- **SUPPLIED RECORDS**
+ + +

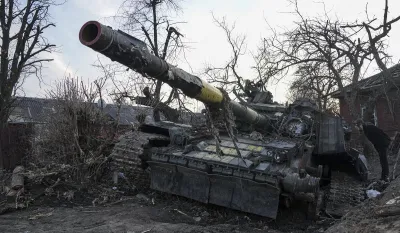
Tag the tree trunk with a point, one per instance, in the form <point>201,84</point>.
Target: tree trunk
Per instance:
<point>17,179</point>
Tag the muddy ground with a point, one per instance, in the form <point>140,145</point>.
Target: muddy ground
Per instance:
<point>149,211</point>
<point>139,214</point>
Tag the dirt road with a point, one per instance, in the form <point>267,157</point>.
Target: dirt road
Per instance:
<point>123,218</point>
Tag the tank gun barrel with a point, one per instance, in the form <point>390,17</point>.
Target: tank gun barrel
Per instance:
<point>133,53</point>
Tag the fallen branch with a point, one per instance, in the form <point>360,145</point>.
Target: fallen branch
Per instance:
<point>387,211</point>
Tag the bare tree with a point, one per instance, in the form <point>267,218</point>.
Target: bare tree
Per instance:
<point>227,76</point>
<point>321,40</point>
<point>376,36</point>
<point>23,46</point>
<point>314,81</point>
<point>151,21</point>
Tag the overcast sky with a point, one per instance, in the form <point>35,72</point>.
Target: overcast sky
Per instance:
<point>207,41</point>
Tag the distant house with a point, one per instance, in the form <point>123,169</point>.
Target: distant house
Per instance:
<point>382,115</point>
<point>36,111</point>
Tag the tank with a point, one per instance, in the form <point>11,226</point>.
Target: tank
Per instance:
<point>250,156</point>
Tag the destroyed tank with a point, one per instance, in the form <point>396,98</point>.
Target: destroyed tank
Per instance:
<point>263,155</point>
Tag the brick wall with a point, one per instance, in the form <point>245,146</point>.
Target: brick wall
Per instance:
<point>386,121</point>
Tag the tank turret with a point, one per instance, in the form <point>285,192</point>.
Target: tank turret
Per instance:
<point>251,171</point>
<point>133,53</point>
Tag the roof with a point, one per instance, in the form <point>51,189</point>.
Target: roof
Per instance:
<point>375,81</point>
<point>32,110</point>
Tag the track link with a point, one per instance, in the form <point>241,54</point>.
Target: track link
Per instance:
<point>345,192</point>
<point>126,157</point>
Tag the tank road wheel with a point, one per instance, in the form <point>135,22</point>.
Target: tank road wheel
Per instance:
<point>312,211</point>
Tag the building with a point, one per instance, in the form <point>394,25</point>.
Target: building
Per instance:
<point>386,114</point>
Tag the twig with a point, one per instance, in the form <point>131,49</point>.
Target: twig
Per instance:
<point>395,165</point>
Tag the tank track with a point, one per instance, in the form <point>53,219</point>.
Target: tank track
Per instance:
<point>126,157</point>
<point>345,192</point>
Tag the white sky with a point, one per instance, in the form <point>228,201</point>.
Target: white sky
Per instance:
<point>206,39</point>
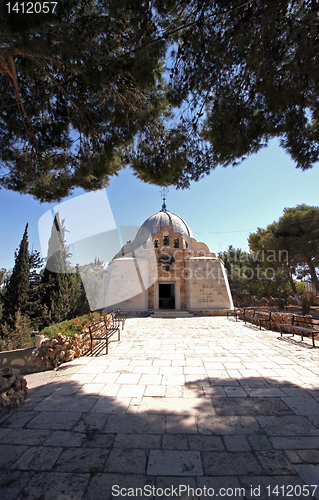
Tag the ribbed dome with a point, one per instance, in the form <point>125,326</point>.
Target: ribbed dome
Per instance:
<point>165,219</point>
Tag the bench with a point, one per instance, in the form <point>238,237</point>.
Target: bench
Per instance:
<point>234,313</point>
<point>257,317</point>
<point>303,328</point>
<point>103,329</point>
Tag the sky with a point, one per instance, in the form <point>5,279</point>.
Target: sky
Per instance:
<point>221,209</point>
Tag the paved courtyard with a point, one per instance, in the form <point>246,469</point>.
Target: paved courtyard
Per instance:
<point>190,408</point>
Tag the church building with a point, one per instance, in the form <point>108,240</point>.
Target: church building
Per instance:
<point>165,268</point>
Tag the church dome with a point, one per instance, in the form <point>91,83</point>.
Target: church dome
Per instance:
<point>164,218</point>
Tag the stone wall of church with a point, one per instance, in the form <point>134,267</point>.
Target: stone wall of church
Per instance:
<point>207,284</point>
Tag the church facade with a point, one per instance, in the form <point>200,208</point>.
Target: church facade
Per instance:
<point>165,268</point>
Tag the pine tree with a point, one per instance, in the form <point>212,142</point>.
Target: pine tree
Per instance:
<point>16,295</point>
<point>172,89</point>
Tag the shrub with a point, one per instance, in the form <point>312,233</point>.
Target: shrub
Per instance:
<point>70,327</point>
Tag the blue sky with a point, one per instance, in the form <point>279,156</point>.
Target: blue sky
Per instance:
<point>221,209</point>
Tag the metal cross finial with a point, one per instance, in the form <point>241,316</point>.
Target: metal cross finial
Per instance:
<point>164,192</point>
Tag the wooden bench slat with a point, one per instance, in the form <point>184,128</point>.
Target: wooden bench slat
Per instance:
<point>300,328</point>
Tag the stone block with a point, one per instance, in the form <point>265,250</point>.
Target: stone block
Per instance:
<point>174,463</point>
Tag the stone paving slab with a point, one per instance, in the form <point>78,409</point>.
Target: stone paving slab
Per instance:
<point>189,403</point>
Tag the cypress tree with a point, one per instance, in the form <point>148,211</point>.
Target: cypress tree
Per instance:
<point>16,296</point>
<point>60,286</point>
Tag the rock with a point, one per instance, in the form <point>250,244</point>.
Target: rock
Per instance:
<point>14,394</point>
<point>7,378</point>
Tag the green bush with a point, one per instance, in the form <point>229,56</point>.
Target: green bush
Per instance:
<point>70,327</point>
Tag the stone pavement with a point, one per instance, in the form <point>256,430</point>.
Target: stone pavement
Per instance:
<point>196,408</point>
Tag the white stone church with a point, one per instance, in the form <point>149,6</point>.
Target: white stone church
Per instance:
<point>165,268</point>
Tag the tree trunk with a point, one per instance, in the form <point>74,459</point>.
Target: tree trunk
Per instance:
<point>313,274</point>
<point>293,286</point>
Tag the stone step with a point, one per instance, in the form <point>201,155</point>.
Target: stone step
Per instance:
<point>172,313</point>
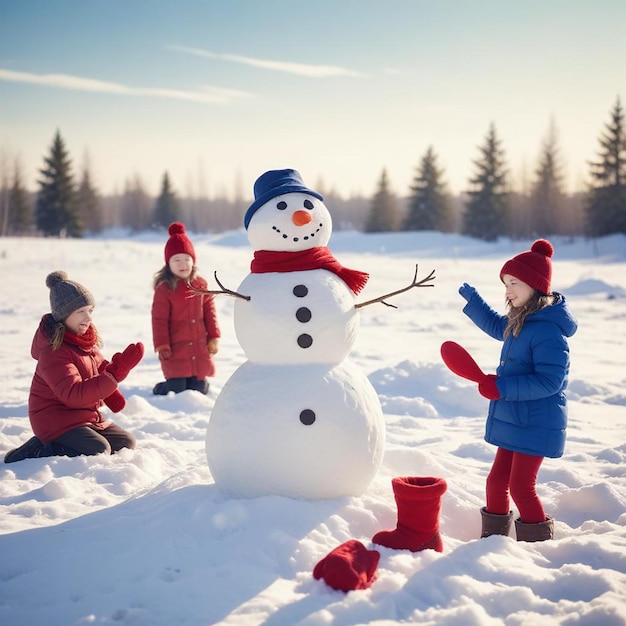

+ + +

- **REQUIREMENT**
For this exercise, write the listing out again exactly, excluding all images.

- **ANSWER SECTION**
Tag the tree trunk with a point, one per instance, in the form <point>201,84</point>.
Target: tree trunk
Per instance:
<point>17,179</point>
Tag the muddy ground with a point, one per instance, in the form <point>140,145</point>.
Target: muddy ground
Per instance:
<point>149,211</point>
<point>139,214</point>
Tag the dirt road with a point, one per instance, in the form <point>267,157</point>.
Target: dirt road
Per instance:
<point>123,218</point>
Tag the tank gun barrel with a point, one per instance, in the form <point>390,17</point>.
Target: tank gun barrel
Per instance:
<point>133,53</point>
Tag the fallen branch with a point, one per instance, in the form <point>360,145</point>.
Target: fallen branch
Per instance:
<point>387,211</point>
Tag the bare tree with a point, one per instance, in the form <point>267,218</point>.
Target: bare tree
Per instance:
<point>227,76</point>
<point>321,40</point>
<point>376,36</point>
<point>23,46</point>
<point>314,81</point>
<point>151,21</point>
Tag the overcast sky with a point, one per instance, in the form <point>35,72</point>.
Target: overcast sky
Per instance:
<point>207,41</point>
Tag the distant house with a point, one per instance, in the form <point>123,169</point>.
Target: distant house
Per instance:
<point>382,115</point>
<point>36,111</point>
Tag the tank with a point, one per instance, in the form <point>11,226</point>.
Target: tank
Per instance:
<point>250,156</point>
Tag the destroyed tank with a point, one per instance, in the form <point>396,98</point>.
Target: destroyed tank
Per instance:
<point>263,155</point>
Tag the brick wall with a point, one per instance, in the form <point>245,146</point>.
Target: brick wall
Per instance:
<point>386,121</point>
Tag the tank turret with a point, one per instance, in the form <point>285,192</point>.
Target: tank turret
Per instance:
<point>251,171</point>
<point>133,53</point>
Tag the roof with a point, one per instance, in the form <point>51,189</point>.
Target: roof
Per instance:
<point>375,81</point>
<point>32,110</point>
Tag the track link with a point, one per instance, in the form <point>241,54</point>.
Target: track link
Per instance:
<point>345,192</point>
<point>126,157</point>
Tag the tank road wheel with a point, one per instance, in the form <point>135,22</point>.
Target: tank road wheel
Per instance:
<point>312,211</point>
Tag the building with a point, one per instance, in the form <point>394,25</point>.
Target: building
Per instance:
<point>386,114</point>
Tag the twig with a point, one per instance, in the form <point>131,49</point>.
Target: twig
Per instance:
<point>395,165</point>
Tag the tank track with a point, one per instance, in the form <point>53,219</point>.
Target: tank track
Per instance:
<point>126,157</point>
<point>345,192</point>
Tag the white sky with a point, one per instance, in the form <point>228,201</point>.
Target: white sky
Per instance:
<point>206,39</point>
Tag the ribbed dome with a point, one per instance, in the form <point>125,326</point>.
Target: ribbed dome
Per instance:
<point>165,219</point>
Tag the bench with a point, one per instance, in the form <point>238,237</point>.
Target: bench
Per instance:
<point>234,313</point>
<point>257,317</point>
<point>303,328</point>
<point>103,329</point>
Tag the sky with a point, one per instance, in the form <point>5,279</point>.
Target: sky
Per instance:
<point>221,209</point>
Tag the paved courtyard with a point, one per instance, in the form <point>246,469</point>.
Target: paved courtyard
Per instance:
<point>190,408</point>
Tag the church building with a point, one per instance, in the form <point>108,240</point>.
Target: church building
Per instance:
<point>165,268</point>
Tag the church dome with a point, one per instance, in the form <point>91,83</point>.
Target: church dome
Per instance:
<point>164,218</point>
Tag the stone wall of church with a point, one per instance, in the form <point>134,267</point>.
Target: stone wall of church
Per instance:
<point>207,284</point>
Tag the church facade with a point, one per instance, in the form <point>200,208</point>.
Target: church facade
Per instance:
<point>165,268</point>
Tag the pine tree with a point, one per instance, in the form <point>212,142</point>.
Target: pine tree
Per instance:
<point>16,295</point>
<point>172,89</point>
Tag the shrub with a point, one per instance, in the form <point>312,233</point>.
Target: shrub
Per instance:
<point>70,327</point>
Tag the blue sky with a point, one per instance, in the form <point>279,156</point>.
Target: blue sky
Per instance:
<point>221,209</point>
Tag the metal cross finial with a point, one per instance, in the form <point>241,316</point>.
Target: metal cross finial
Per instance:
<point>164,192</point>
Tag the wooden bench slat with a point, one per instance, in the form <point>184,128</point>.
Target: wooden bench slat
Per instance:
<point>300,328</point>
Tag the stone block with a point, one per instance, in the form <point>265,250</point>.
Target: stone block
Per instance:
<point>174,463</point>
Tag the stone paving slab with a point, one per instance, in the form <point>78,409</point>.
Target: stone paving slab
Per instance:
<point>189,403</point>
Tag the cypress tree with a point, one per instance, in the form <point>148,211</point>.
Target: cypress tree
Per instance:
<point>16,296</point>
<point>60,286</point>
Tag the rock with a point, one per instance, in the form <point>250,244</point>.
Target: rock
Per instance:
<point>14,394</point>
<point>7,378</point>
Tag the green bush with a point, one per instance, in the form <point>229,56</point>.
Target: green bush
Per instance:
<point>70,327</point>
Tag the stone pavement with a point, one per instance, in the form <point>256,430</point>.
Target: stone pavement
Per instance:
<point>196,408</point>
Tag the white stone church with a point, one per instance, in the form <point>149,6</point>.
Target: white stone church
Per instance:
<point>165,268</point>
Tag the tree trunk with a point, one per instance, in the form <point>74,459</point>.
Target: tree trunk
Per instance:
<point>313,274</point>
<point>293,286</point>
Tag the stone step with a point, one per instance, in the form <point>201,155</point>.
Target: stone step
Per instance:
<point>172,313</point>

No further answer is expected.